START Given passage

Anthias, Baslets, Blennies, Cardinals, Gobies, Hawkfish, Dottybacks, Fairy or Flasher Wrasses.

This is rather large selection. Just browse around and see what you can find. Personally, I think an Exquisite Fairy Wrasse would really complete the tank.


----------



## NC Frank

Decided the next fish into the tank will be 3 small green/blue chromis, a small yellow watchman goby and a cleaner shrimp.


----------



## NC Frank

NC Frank said:


> Decided the next fish into the tank will be 3 small green/blue chromis, a small yellow watchman goby and a cleaner shrimp.


After day 1 one of the chromis died. It is now day 10 and the remaining 2 chromis, the shrimp and the yellow watchman is doing well. How many days should I QT for?


----------



## Pasfur

I would Q for 3 weeks, if everything goes perfect.


----------



## NC Frank

Current stocking list:

2 false perc clowns
1 diamond watchman
9 scarlet hermits
1 emerald crab
10 blue legged hermits

In QT - to be added next weekend:
2 Blue Green Chromis
1 Yellow Watchman Goby
1 Scarlet Cleaner Shrimp

How close am I to getting fully stocked?

Do I still have enough room for a wrasse or royal gramma AND a small angel? Should I be looking to add more chromis because I thought they would do better in larger groups (started with 3 but one didn't make it through the first night in QT).


----------



## Pasfur

I think you are approaching your limit, but you aren't there yet. A big key is going to be how the Clowns behave when the Chromis & Yellow Watchman are added. Do the Clowns ignore them, or show signs of establishing the entire tank as their territory? Assuming that the Clowns ignore the new livestock, then I think you have room to add both a Royal Gramma and a Flame or Cherub Angel.

I would personally not add more Chromis. I would have immediately purchased a replacement and Q'd them all together, but at this point we can't turn back the clock, so I would personally just ignore the situation. Honestly, 3 would probably not be enough to establish a good school anyhow, and aggression was bound to occur at some point. Hopefully having 2 will cause them to pair off, which might be your best shot.


----------



## NC Frank

Pasfur said:


> I think you are approaching your limit, but you aren't there yet. A big key is going to be how the Clowns behave when the Chromis & Yellow Watchman are added. Do the Clowns ignore them, or show signs of establishing the entire tank as their territory? Assuming that the Clowns ignore the new livestock, then I think you have room to add both a Royal Gramma and a Flame or Cherub Angel.
> 
> I would personally not add more Chromis. I would have immediately purchased a replacement and Q'd them all together, but at this point we can't turn back the clock, so I would personally just ignore the situation. Honestly, 3 would probably not be enough to establish a good school anyhow, and aggression was bound to occur at some point. Hopefully having 2 will cause them to pair off, which might be your best shot.


I actually felt that bullying contributed to the first chromis death. There was a little aggression when I first put them in the QT and my wife told me when I found him dead that the she noticed the other chromis were picking on him. I assumed they might have been picking on a weak or sick fish but he was certainly visibly beat up when I removed him. 

Any other interesting livestock I can put in this tank? I love the cleaner shrimp so far.


----------



## NC Frank

After 19 days in QT I dripped the 3 fish and shrimp for 2 hours and added them to my display. Going to keep my QT tank empty for a week or so to ensure everybody is doing good and then I am going to get my final fish. Am still at a loss as to what I am going to get but I do like my fish so far. 

Any suggestions for another interesting shrimp? We love the skunk cleaner... they are sooo fun to watch.


----------

END Given passage

- Given problem a -
According to the aquarium thread, how many days did the fish spend in quarantine before they went into the display tank?
The rows are unrelated to the aquarium thread.

START Stored rows

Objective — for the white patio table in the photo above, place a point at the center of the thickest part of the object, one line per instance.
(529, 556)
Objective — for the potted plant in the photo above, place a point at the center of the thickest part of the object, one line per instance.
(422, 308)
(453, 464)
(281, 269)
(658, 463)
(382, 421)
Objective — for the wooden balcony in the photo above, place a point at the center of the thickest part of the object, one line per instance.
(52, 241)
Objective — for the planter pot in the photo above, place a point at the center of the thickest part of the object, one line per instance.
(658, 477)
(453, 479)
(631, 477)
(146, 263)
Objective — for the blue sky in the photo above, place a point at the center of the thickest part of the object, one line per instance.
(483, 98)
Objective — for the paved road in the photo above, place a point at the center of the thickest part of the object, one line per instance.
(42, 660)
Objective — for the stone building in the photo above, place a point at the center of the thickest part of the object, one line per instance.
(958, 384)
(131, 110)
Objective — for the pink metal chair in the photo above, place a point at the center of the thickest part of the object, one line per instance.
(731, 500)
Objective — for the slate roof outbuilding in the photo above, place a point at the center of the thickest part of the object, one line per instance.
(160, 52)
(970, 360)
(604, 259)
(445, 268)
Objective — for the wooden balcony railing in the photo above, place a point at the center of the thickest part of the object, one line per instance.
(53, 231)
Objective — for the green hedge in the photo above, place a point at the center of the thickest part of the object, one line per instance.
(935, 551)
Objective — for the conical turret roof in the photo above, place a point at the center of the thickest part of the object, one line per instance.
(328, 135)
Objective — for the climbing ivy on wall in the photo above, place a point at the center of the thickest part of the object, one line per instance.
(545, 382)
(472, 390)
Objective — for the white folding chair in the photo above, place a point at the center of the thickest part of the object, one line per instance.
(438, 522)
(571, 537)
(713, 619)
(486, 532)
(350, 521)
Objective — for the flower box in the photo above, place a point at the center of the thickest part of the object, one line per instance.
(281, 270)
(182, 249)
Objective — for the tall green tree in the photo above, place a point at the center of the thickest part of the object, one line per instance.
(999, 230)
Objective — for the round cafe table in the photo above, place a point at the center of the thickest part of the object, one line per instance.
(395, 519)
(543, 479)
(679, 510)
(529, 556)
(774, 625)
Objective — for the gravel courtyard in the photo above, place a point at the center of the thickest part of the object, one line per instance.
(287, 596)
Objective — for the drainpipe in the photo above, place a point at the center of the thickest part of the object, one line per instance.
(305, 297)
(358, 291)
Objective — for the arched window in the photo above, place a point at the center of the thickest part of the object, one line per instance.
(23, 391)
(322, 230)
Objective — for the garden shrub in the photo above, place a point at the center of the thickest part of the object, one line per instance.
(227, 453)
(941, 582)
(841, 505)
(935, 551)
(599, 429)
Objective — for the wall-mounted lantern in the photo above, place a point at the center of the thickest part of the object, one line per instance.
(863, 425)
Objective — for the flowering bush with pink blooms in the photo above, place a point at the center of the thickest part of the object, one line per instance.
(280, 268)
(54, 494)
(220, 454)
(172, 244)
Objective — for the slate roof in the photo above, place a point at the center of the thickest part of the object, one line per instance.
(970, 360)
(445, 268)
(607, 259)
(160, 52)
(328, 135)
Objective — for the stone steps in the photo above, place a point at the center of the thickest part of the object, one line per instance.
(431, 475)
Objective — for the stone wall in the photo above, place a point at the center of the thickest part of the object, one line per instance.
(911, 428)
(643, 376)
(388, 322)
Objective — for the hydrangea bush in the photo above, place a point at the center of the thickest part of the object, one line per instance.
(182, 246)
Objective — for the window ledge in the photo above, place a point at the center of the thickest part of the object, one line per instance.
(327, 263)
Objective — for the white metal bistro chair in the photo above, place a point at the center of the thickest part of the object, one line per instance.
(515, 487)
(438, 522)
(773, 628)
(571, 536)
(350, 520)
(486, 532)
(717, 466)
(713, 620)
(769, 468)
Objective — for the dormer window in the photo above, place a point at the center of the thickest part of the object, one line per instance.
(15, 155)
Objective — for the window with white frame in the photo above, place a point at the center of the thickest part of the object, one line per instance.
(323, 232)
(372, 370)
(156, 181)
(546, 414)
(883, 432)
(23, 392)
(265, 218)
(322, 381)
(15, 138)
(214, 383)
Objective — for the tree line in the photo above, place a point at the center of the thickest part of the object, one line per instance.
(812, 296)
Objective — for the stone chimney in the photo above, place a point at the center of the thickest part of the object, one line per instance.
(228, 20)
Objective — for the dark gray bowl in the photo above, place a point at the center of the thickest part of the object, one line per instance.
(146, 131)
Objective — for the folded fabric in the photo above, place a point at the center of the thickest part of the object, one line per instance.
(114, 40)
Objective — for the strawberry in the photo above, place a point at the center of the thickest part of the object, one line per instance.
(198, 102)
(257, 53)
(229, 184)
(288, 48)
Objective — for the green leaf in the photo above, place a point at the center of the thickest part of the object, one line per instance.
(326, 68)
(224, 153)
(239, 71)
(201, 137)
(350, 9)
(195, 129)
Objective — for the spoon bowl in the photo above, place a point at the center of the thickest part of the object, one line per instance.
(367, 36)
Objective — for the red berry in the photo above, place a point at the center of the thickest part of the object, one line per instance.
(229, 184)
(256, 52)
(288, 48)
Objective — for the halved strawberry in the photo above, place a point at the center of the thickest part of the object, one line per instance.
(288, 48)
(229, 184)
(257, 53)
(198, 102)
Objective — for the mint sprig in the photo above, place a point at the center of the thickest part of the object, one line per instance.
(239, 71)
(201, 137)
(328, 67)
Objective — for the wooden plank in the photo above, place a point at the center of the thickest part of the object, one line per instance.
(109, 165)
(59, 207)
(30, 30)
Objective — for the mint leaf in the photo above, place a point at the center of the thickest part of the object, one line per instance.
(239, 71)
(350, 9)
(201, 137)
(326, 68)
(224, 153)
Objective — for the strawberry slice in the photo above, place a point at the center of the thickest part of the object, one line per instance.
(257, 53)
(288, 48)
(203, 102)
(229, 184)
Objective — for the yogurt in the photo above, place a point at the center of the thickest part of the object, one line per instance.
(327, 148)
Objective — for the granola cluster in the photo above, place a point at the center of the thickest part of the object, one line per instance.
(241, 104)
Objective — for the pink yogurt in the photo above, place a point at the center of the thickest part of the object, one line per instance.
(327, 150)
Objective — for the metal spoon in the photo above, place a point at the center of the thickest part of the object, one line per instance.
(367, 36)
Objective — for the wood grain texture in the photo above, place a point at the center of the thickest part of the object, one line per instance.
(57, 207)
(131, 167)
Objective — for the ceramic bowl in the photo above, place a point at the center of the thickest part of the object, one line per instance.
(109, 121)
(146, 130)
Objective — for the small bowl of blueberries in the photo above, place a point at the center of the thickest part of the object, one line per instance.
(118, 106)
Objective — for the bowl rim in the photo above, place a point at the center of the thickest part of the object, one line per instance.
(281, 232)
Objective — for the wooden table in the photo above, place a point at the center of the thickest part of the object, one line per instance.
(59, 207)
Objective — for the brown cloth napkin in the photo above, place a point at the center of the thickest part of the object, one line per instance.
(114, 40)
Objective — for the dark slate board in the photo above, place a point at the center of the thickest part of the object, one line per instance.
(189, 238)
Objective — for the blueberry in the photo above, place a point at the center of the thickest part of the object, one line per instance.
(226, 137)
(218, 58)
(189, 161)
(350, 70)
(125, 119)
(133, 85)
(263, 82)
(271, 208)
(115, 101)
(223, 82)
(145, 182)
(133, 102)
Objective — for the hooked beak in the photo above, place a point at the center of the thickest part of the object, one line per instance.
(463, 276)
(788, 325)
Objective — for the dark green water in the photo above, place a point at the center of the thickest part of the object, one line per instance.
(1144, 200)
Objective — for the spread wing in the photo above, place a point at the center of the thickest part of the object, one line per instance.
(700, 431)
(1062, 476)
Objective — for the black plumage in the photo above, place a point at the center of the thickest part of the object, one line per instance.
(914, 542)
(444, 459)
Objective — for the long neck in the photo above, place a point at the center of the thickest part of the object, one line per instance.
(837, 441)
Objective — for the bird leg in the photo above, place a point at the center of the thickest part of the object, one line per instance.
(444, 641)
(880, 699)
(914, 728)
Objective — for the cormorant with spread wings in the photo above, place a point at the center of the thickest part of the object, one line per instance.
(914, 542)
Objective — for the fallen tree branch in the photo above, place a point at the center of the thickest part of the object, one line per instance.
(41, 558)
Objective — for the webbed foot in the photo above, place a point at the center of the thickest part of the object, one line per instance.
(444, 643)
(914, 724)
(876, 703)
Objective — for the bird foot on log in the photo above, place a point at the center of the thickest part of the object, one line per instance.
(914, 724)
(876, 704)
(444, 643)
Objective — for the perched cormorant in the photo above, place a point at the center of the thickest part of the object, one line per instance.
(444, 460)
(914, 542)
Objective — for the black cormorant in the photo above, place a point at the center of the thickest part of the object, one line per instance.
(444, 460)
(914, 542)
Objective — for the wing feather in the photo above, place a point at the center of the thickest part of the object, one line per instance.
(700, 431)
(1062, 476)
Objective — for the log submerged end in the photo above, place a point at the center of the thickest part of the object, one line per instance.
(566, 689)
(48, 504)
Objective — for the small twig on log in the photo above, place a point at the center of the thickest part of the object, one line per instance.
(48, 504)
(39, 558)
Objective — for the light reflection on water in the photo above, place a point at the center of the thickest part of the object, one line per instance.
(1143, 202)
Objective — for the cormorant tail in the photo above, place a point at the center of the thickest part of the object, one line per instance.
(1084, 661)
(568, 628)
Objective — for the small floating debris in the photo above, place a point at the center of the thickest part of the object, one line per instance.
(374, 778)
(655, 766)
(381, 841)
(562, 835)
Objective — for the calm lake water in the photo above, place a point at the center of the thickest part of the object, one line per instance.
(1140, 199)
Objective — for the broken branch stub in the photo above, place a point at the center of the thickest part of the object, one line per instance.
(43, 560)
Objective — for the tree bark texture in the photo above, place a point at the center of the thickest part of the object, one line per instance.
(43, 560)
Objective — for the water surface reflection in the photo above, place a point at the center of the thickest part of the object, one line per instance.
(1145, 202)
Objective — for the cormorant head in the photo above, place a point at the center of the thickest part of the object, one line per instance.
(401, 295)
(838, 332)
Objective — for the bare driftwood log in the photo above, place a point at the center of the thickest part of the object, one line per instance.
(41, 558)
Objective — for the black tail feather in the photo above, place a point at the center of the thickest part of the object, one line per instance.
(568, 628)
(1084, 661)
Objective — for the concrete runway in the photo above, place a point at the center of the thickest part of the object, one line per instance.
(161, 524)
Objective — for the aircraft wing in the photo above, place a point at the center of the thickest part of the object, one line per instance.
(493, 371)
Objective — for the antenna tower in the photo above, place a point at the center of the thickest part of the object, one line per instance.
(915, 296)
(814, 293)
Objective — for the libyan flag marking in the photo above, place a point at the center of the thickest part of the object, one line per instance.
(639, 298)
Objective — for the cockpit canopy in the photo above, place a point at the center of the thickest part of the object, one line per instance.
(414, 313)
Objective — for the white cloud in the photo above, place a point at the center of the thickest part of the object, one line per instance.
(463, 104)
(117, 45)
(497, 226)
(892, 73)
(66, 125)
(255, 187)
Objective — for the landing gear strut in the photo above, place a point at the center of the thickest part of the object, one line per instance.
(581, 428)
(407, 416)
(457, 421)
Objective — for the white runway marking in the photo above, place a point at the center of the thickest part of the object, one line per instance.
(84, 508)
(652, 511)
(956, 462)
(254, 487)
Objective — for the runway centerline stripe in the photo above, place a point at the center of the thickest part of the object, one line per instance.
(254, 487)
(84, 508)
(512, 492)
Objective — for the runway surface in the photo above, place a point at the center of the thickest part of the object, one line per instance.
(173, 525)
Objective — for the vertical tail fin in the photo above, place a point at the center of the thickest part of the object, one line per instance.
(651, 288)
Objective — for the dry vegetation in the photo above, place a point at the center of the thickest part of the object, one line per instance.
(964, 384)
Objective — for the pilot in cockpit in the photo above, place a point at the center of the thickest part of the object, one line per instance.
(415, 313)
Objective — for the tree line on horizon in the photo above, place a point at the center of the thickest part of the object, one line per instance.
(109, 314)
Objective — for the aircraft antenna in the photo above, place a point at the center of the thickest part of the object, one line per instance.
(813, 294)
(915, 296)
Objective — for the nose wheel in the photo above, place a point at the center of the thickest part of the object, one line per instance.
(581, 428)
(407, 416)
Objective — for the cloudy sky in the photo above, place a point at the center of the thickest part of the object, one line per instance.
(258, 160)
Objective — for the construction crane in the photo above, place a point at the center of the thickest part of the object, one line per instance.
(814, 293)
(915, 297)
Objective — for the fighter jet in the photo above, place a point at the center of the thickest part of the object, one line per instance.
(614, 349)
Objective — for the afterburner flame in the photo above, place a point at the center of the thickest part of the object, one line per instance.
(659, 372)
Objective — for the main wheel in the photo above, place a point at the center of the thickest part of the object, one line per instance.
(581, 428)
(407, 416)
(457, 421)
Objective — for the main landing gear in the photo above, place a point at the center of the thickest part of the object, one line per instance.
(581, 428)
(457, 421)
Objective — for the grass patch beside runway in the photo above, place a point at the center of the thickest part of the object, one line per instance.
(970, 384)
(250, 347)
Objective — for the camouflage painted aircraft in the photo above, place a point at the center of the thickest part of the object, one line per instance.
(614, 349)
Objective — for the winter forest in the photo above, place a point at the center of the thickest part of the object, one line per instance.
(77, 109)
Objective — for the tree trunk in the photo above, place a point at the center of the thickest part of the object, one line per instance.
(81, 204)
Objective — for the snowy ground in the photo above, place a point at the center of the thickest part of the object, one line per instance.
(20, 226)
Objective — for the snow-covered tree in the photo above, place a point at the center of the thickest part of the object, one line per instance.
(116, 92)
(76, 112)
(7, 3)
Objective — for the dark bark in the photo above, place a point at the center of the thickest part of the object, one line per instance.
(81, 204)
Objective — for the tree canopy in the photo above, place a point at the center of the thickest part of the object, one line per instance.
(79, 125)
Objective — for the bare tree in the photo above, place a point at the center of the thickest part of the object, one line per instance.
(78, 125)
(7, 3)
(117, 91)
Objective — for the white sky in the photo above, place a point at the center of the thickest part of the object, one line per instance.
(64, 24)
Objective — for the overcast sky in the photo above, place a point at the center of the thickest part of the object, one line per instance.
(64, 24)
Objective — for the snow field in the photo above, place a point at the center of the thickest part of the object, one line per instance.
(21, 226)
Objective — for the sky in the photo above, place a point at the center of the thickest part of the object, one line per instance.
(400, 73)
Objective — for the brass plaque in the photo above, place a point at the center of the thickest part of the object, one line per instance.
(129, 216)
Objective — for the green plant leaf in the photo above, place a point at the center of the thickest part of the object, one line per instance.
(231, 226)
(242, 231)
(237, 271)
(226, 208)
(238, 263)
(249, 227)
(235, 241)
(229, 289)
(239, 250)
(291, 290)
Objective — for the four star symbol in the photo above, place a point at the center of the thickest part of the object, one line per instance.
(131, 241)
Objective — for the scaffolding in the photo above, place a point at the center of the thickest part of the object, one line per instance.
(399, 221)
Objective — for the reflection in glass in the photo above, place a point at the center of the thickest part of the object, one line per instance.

END Stored rows

- Given problem b -
Rewrite as a numbered list the rows from the line containing "Objective — for the scaffolding" through the end of the rows, leaving out any blank lines.

- Finished answer a -
19 days

- Finished answer b -
1. Objective — for the scaffolding in the photo above, place a point at the center of the thickest part of the object, one line per instance.
2. (399, 221)
3. Objective — for the reflection in glass in the photo above, place a point at the center of the thickest part of the object, one line per instance.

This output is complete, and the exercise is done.